====== Provided data ======

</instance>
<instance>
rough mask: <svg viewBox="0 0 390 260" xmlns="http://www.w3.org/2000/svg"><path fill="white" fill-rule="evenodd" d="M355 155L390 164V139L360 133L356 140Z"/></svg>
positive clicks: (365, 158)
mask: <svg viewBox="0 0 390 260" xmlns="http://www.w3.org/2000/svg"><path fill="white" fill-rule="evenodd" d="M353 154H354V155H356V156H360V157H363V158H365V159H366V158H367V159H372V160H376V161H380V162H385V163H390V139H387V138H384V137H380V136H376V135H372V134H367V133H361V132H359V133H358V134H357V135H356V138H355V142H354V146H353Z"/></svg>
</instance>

======

What to work on
Rewrite the records above with "positive clicks" changed to "foreground points" and everything else unchanged.

Task result
</instance>
<instance>
rough mask: <svg viewBox="0 0 390 260" xmlns="http://www.w3.org/2000/svg"><path fill="white" fill-rule="evenodd" d="M355 155L390 164V139L360 133L356 140Z"/></svg>
foreground points: (365, 158)
mask: <svg viewBox="0 0 390 260" xmlns="http://www.w3.org/2000/svg"><path fill="white" fill-rule="evenodd" d="M353 154H354V155H356V156H360V157H363V158H365V159H366V158H367V159H372V160H376V161H380V162H385V163H390V139H387V138H384V137H380V136H376V135H372V134H367V133H361V132H359V133H358V134H357V135H356V138H355V142H354V146H353Z"/></svg>
</instance>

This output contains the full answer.